Begin

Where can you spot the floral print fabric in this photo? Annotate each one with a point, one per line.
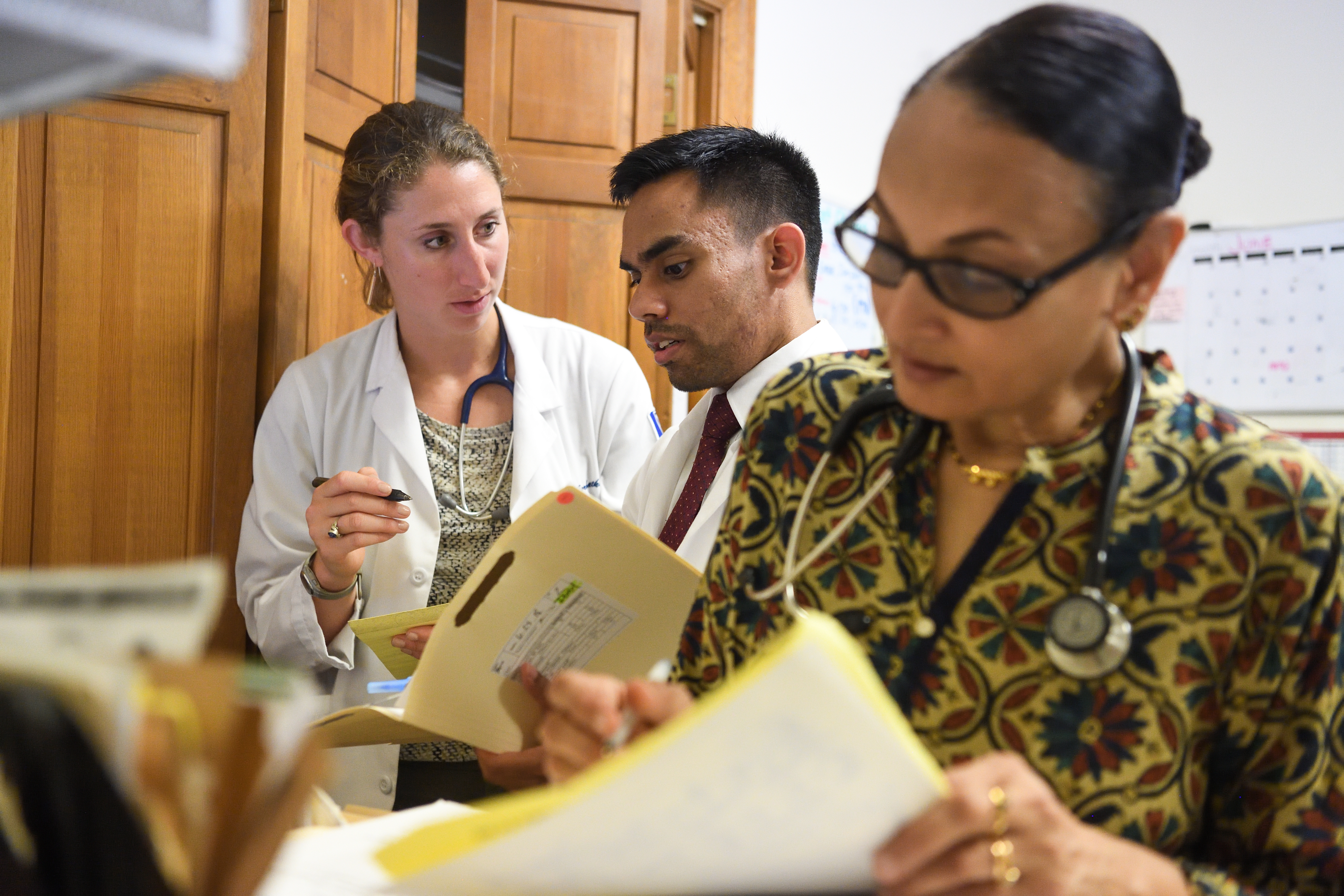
(463, 542)
(1218, 742)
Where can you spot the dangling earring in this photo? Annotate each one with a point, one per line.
(373, 281)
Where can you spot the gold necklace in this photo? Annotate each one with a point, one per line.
(978, 475)
(1100, 404)
(994, 479)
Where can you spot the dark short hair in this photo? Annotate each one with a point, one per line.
(763, 179)
(1093, 86)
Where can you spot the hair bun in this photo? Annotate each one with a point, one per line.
(1197, 150)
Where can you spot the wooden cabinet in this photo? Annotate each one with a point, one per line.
(333, 64)
(564, 93)
(130, 261)
(167, 252)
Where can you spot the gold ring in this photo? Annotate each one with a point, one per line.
(1001, 851)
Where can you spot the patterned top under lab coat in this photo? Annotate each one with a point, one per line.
(1218, 742)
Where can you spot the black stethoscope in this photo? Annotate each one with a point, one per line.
(1086, 636)
(498, 377)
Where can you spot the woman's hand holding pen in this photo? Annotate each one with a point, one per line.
(584, 711)
(358, 507)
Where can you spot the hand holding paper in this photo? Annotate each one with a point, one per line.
(585, 710)
(413, 641)
(378, 633)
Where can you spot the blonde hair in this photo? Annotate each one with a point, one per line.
(389, 155)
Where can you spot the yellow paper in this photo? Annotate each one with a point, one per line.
(569, 585)
(378, 633)
(361, 726)
(804, 739)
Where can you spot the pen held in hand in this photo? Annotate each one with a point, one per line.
(658, 675)
(396, 495)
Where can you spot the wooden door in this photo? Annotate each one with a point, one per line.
(562, 93)
(130, 245)
(710, 62)
(333, 64)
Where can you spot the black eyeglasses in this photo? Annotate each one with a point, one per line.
(968, 289)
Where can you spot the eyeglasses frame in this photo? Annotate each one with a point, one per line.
(1025, 288)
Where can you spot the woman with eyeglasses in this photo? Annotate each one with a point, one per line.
(1151, 710)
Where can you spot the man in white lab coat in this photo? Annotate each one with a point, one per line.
(722, 237)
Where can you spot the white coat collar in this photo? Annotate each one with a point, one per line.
(822, 339)
(534, 430)
(534, 395)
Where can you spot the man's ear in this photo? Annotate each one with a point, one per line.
(1146, 265)
(787, 250)
(359, 241)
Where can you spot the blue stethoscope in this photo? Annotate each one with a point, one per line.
(498, 377)
(1086, 636)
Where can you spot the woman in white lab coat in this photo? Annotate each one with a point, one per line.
(379, 409)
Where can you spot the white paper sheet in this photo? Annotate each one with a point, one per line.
(339, 862)
(565, 630)
(785, 788)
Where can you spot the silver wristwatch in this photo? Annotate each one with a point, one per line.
(315, 588)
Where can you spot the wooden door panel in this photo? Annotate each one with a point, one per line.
(564, 264)
(130, 306)
(592, 54)
(333, 64)
(357, 46)
(335, 300)
(564, 92)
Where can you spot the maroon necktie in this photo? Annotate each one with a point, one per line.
(720, 426)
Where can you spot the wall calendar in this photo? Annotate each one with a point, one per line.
(1254, 319)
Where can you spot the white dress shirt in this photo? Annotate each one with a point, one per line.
(658, 485)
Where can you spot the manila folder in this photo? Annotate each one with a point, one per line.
(784, 780)
(570, 585)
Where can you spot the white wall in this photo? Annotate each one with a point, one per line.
(1264, 76)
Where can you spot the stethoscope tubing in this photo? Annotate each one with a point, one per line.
(885, 398)
(498, 377)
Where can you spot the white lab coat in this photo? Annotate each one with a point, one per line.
(581, 417)
(659, 483)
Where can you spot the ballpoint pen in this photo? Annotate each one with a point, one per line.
(658, 675)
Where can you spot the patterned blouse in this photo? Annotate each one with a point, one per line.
(1219, 741)
(462, 542)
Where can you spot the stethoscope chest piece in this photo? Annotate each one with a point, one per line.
(1088, 637)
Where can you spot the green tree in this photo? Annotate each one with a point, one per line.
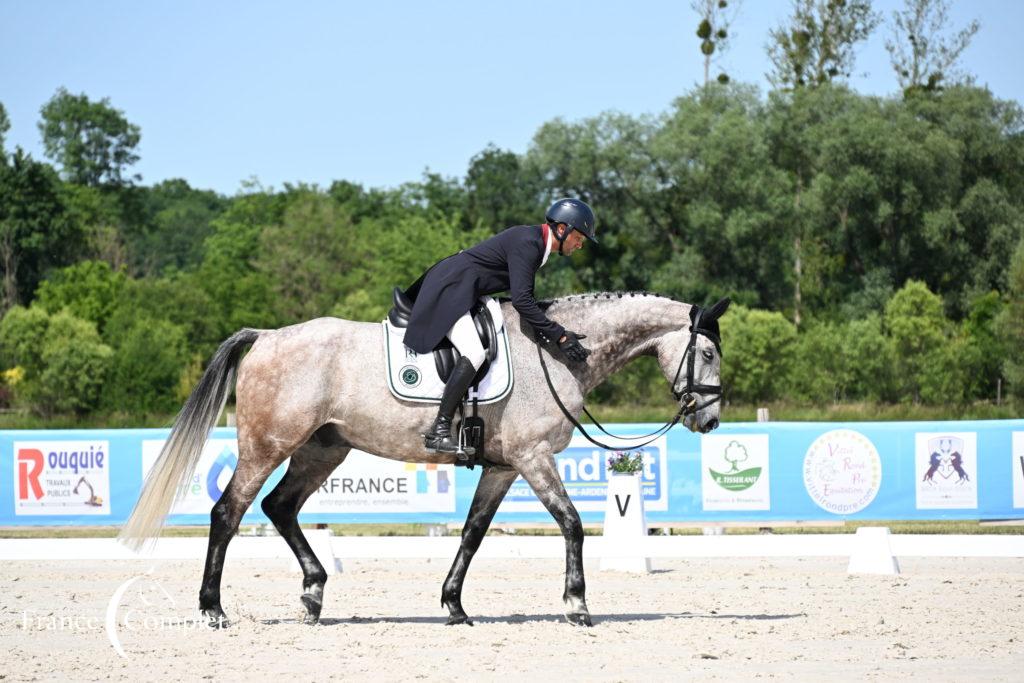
(762, 350)
(4, 127)
(173, 220)
(828, 377)
(62, 359)
(179, 298)
(88, 289)
(1011, 324)
(23, 332)
(309, 258)
(241, 294)
(501, 190)
(34, 231)
(871, 358)
(919, 329)
(713, 30)
(816, 43)
(923, 54)
(93, 142)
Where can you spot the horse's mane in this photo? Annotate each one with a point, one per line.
(709, 328)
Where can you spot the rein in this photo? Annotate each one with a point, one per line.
(687, 401)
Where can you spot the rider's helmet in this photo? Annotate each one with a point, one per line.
(573, 213)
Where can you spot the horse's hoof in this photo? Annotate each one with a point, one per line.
(216, 619)
(579, 619)
(313, 606)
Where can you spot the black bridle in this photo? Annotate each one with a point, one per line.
(686, 396)
(687, 401)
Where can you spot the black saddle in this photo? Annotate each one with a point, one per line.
(446, 355)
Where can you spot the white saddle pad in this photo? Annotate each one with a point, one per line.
(413, 376)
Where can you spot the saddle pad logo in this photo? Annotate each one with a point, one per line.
(410, 376)
(61, 477)
(842, 471)
(414, 377)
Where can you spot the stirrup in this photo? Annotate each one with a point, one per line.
(451, 446)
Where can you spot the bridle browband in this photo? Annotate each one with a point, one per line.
(687, 401)
(686, 395)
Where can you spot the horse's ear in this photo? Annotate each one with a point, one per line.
(719, 308)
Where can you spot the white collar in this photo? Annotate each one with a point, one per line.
(547, 248)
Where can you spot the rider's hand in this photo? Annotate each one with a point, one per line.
(570, 346)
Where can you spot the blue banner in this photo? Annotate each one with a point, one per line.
(741, 472)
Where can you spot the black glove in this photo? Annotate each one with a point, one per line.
(571, 347)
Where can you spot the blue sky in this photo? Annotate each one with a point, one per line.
(377, 92)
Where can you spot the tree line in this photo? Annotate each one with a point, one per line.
(872, 245)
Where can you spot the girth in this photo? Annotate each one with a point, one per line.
(445, 354)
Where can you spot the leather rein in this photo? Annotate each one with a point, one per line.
(687, 400)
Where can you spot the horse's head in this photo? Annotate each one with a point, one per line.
(691, 360)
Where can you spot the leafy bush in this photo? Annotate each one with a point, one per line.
(62, 359)
(89, 290)
(146, 370)
(760, 348)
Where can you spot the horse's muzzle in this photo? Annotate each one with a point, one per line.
(711, 425)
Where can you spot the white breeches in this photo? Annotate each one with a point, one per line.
(463, 336)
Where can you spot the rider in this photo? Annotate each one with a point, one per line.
(507, 261)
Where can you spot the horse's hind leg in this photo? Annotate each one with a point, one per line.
(252, 470)
(540, 471)
(489, 493)
(309, 466)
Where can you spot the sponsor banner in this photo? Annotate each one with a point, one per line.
(946, 467)
(584, 469)
(734, 472)
(216, 465)
(813, 471)
(1017, 468)
(842, 471)
(61, 477)
(366, 483)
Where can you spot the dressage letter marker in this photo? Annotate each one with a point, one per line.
(625, 527)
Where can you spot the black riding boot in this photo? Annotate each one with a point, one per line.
(439, 437)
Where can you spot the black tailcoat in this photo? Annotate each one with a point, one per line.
(506, 262)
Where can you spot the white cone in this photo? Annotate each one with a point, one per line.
(625, 526)
(872, 552)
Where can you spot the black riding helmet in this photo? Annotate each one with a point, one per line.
(573, 213)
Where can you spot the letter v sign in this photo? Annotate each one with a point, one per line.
(623, 507)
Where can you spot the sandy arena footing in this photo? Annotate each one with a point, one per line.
(721, 619)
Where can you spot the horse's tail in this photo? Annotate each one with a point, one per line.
(184, 445)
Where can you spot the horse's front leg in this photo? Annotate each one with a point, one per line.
(489, 493)
(540, 471)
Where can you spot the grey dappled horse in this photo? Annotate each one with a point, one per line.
(314, 390)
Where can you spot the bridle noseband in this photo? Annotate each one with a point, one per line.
(687, 401)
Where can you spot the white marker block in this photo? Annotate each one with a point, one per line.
(872, 552)
(625, 525)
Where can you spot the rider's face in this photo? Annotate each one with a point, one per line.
(572, 242)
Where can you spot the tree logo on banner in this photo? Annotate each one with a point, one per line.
(735, 479)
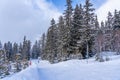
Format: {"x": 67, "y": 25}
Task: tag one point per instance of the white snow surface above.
{"x": 71, "y": 70}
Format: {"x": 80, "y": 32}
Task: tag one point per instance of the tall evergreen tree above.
{"x": 88, "y": 18}
{"x": 68, "y": 24}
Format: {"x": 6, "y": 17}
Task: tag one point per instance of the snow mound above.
{"x": 71, "y": 70}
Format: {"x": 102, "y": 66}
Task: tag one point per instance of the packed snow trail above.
{"x": 71, "y": 70}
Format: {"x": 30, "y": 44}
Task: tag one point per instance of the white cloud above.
{"x": 25, "y": 17}
{"x": 109, "y": 5}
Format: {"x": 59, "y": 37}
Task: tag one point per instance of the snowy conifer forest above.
{"x": 76, "y": 35}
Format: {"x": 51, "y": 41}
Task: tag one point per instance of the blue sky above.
{"x": 32, "y": 17}
{"x": 60, "y": 4}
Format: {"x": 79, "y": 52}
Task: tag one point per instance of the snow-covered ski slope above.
{"x": 71, "y": 70}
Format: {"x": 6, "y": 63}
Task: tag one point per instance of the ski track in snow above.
{"x": 71, "y": 70}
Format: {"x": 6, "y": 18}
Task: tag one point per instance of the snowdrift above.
{"x": 71, "y": 70}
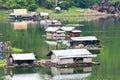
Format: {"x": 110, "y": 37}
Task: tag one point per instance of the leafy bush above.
{"x": 65, "y": 5}
{"x": 32, "y": 7}
{"x": 50, "y": 4}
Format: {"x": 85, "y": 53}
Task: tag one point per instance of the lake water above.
{"x": 29, "y": 36}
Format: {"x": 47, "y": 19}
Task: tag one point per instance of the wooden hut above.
{"x": 23, "y": 58}
{"x": 75, "y": 33}
{"x": 55, "y": 33}
{"x": 53, "y": 23}
{"x": 71, "y": 73}
{"x": 71, "y": 31}
{"x": 20, "y": 14}
{"x": 44, "y": 15}
{"x": 71, "y": 56}
{"x": 88, "y": 42}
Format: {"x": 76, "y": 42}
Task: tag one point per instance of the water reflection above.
{"x": 19, "y": 25}
{"x": 56, "y": 44}
{"x": 76, "y": 73}
{"x": 70, "y": 73}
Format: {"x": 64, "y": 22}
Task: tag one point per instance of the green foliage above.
{"x": 2, "y": 63}
{"x": 65, "y": 5}
{"x": 49, "y": 4}
{"x": 32, "y": 7}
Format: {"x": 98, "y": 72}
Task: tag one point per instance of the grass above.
{"x": 73, "y": 14}
{"x": 2, "y": 63}
{"x": 3, "y": 15}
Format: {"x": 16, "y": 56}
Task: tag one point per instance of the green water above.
{"x": 31, "y": 39}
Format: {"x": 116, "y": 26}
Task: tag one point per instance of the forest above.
{"x": 49, "y": 4}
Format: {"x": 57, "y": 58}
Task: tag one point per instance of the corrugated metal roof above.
{"x": 44, "y": 14}
{"x": 67, "y": 28}
{"x": 81, "y": 76}
{"x": 76, "y": 31}
{"x": 52, "y": 29}
{"x": 84, "y": 38}
{"x": 23, "y": 56}
{"x": 20, "y": 11}
{"x": 72, "y": 53}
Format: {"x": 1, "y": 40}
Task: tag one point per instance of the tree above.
{"x": 32, "y": 7}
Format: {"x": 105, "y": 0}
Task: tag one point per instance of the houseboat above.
{"x": 71, "y": 57}
{"x": 71, "y": 31}
{"x": 51, "y": 23}
{"x": 55, "y": 33}
{"x": 21, "y": 14}
{"x": 44, "y": 15}
{"x": 20, "y": 60}
{"x": 87, "y": 42}
{"x": 80, "y": 73}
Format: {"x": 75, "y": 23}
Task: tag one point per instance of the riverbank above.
{"x": 71, "y": 13}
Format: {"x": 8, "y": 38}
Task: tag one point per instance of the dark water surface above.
{"x": 29, "y": 36}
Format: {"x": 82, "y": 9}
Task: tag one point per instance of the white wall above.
{"x": 87, "y": 60}
{"x": 65, "y": 61}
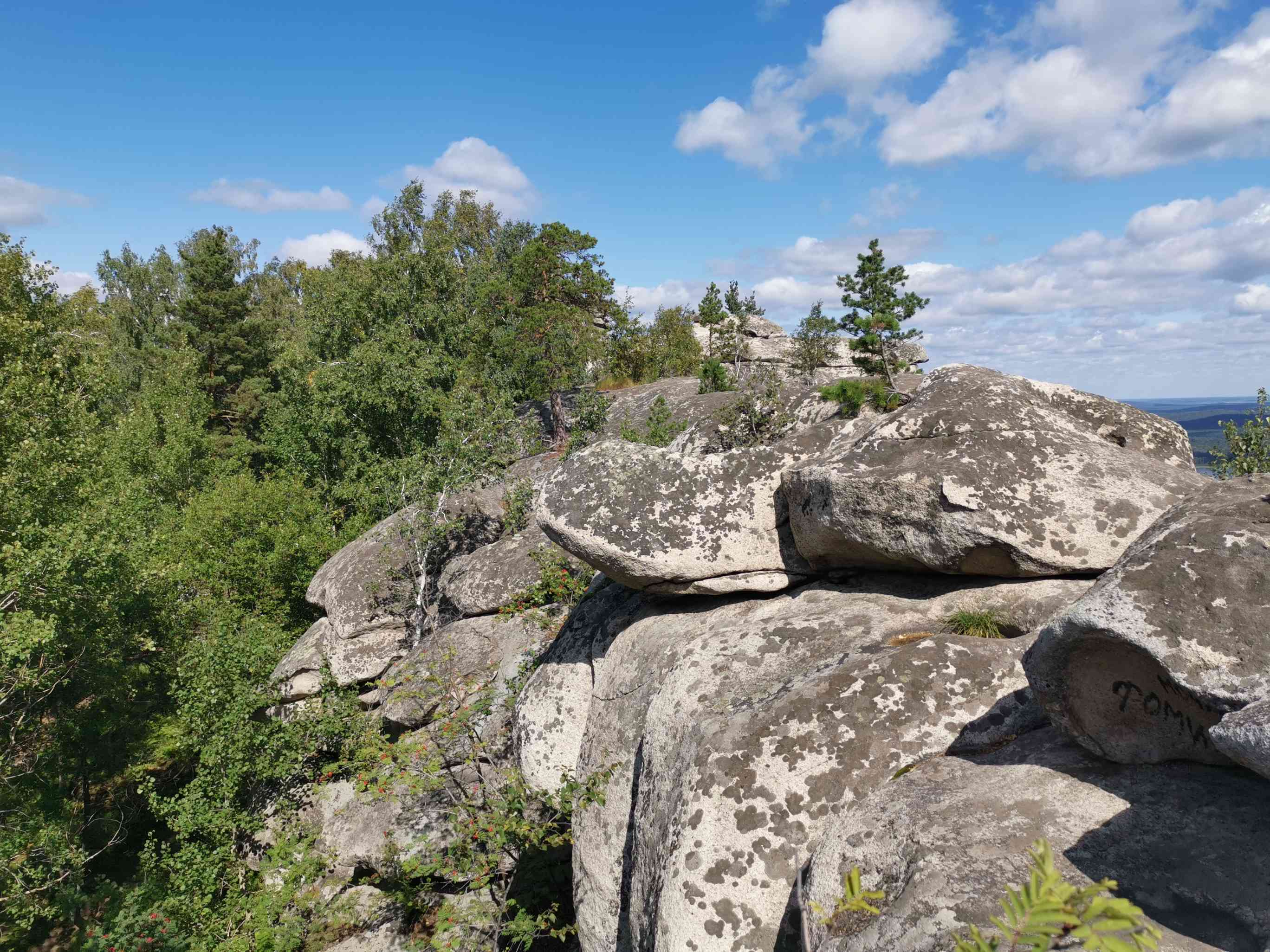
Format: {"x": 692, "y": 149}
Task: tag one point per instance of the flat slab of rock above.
{"x": 671, "y": 523}
{"x": 352, "y": 661}
{"x": 469, "y": 656}
{"x": 741, "y": 727}
{"x": 491, "y": 577}
{"x": 1188, "y": 843}
{"x": 1170, "y": 640}
{"x": 986, "y": 474}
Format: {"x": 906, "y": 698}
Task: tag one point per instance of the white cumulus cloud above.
{"x": 1178, "y": 302}
{"x": 1090, "y": 89}
{"x": 315, "y": 251}
{"x": 27, "y": 204}
{"x": 474, "y": 164}
{"x": 259, "y": 196}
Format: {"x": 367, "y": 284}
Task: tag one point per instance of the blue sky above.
{"x": 1082, "y": 187}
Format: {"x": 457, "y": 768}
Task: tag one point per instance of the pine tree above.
{"x": 562, "y": 290}
{"x": 215, "y": 310}
{"x": 710, "y": 315}
{"x": 815, "y": 342}
{"x": 877, "y": 313}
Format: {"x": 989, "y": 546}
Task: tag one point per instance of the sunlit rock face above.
{"x": 986, "y": 474}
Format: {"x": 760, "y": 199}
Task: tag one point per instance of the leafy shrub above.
{"x": 713, "y": 377}
{"x": 853, "y": 395}
{"x": 979, "y": 624}
{"x": 1248, "y": 449}
{"x": 758, "y": 418}
{"x": 660, "y": 428}
{"x": 1050, "y": 913}
{"x": 851, "y": 911}
{"x": 1047, "y": 913}
{"x": 517, "y": 502}
{"x": 591, "y": 414}
{"x": 560, "y": 582}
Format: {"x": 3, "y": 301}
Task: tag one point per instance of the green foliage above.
{"x": 710, "y": 315}
{"x": 714, "y": 377}
{"x": 1048, "y": 913}
{"x": 758, "y": 417}
{"x": 851, "y": 908}
{"x": 877, "y": 314}
{"x": 503, "y": 832}
{"x": 731, "y": 339}
{"x": 660, "y": 428}
{"x": 1248, "y": 447}
{"x": 853, "y": 395}
{"x": 562, "y": 582}
{"x": 175, "y": 463}
{"x": 815, "y": 343}
{"x": 979, "y": 624}
{"x": 643, "y": 353}
{"x": 591, "y": 414}
{"x": 517, "y": 503}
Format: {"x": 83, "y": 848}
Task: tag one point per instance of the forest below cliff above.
{"x": 178, "y": 456}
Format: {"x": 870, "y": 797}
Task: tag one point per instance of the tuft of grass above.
{"x": 982, "y": 624}
{"x": 611, "y": 384}
{"x": 910, "y": 637}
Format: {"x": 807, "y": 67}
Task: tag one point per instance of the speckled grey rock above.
{"x": 1188, "y": 843}
{"x": 299, "y": 675}
{"x": 1245, "y": 737}
{"x": 470, "y": 656}
{"x": 352, "y": 824}
{"x": 670, "y": 523}
{"x": 741, "y": 724}
{"x": 388, "y": 937}
{"x": 986, "y": 474}
{"x": 352, "y": 661}
{"x": 487, "y": 579}
{"x": 1170, "y": 640}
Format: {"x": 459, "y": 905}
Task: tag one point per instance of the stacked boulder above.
{"x": 769, "y": 346}
{"x": 774, "y": 672}
{"x": 771, "y": 663}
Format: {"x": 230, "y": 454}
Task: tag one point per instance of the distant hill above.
{"x": 1200, "y": 418}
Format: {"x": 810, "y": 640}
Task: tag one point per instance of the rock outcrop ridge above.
{"x": 769, "y": 661}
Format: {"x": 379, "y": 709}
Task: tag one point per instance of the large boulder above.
{"x": 739, "y": 727}
{"x": 657, "y": 520}
{"x": 1189, "y": 844}
{"x": 1170, "y": 640}
{"x": 767, "y": 343}
{"x": 987, "y": 474}
{"x": 467, "y": 656}
{"x": 352, "y": 661}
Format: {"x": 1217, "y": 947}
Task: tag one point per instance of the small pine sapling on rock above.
{"x": 815, "y": 342}
{"x": 878, "y": 310}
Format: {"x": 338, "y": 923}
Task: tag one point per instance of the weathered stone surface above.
{"x": 986, "y": 474}
{"x": 769, "y": 343}
{"x": 551, "y": 710}
{"x": 299, "y": 675}
{"x": 470, "y": 656}
{"x": 388, "y": 937}
{"x": 487, "y": 579}
{"x": 679, "y": 525}
{"x": 352, "y": 661}
{"x": 352, "y": 824}
{"x": 365, "y": 587}
{"x": 1171, "y": 639}
{"x": 1245, "y": 737}
{"x": 741, "y": 725}
{"x": 1188, "y": 843}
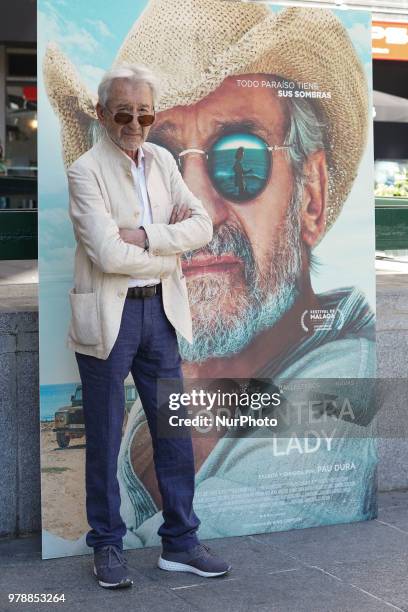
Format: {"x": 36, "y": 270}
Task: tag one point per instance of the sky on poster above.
{"x": 90, "y": 34}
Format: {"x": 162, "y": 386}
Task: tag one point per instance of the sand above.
{"x": 63, "y": 485}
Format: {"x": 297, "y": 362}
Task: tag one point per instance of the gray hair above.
{"x": 307, "y": 133}
{"x": 137, "y": 73}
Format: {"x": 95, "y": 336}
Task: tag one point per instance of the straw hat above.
{"x": 195, "y": 45}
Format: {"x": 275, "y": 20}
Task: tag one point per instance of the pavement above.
{"x": 359, "y": 567}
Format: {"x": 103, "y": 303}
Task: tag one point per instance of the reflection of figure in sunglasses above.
{"x": 239, "y": 171}
{"x": 250, "y": 288}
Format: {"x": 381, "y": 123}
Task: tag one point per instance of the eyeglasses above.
{"x": 239, "y": 164}
{"x": 123, "y": 118}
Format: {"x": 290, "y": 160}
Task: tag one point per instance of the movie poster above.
{"x": 268, "y": 112}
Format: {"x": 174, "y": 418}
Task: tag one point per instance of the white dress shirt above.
{"x": 139, "y": 180}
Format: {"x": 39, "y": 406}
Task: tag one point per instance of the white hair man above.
{"x": 133, "y": 217}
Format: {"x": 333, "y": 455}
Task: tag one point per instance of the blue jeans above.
{"x": 147, "y": 347}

End

Work to do | Starting at the line that contains "Where can you spot the black eyeglasses" and ending with the line that contains "(1025, 288)", give each of those lines as one string in a JSON list. Leave out any blank lines.

The solution |
[
  "Where can you spot the black eyeglasses in this photo? Annotate each one with a point, one per line.",
  "(968, 289)",
  "Where can you spot the eyeglasses frame in this photo? Annotate each one with a point, one per line.",
  "(1025, 288)"
]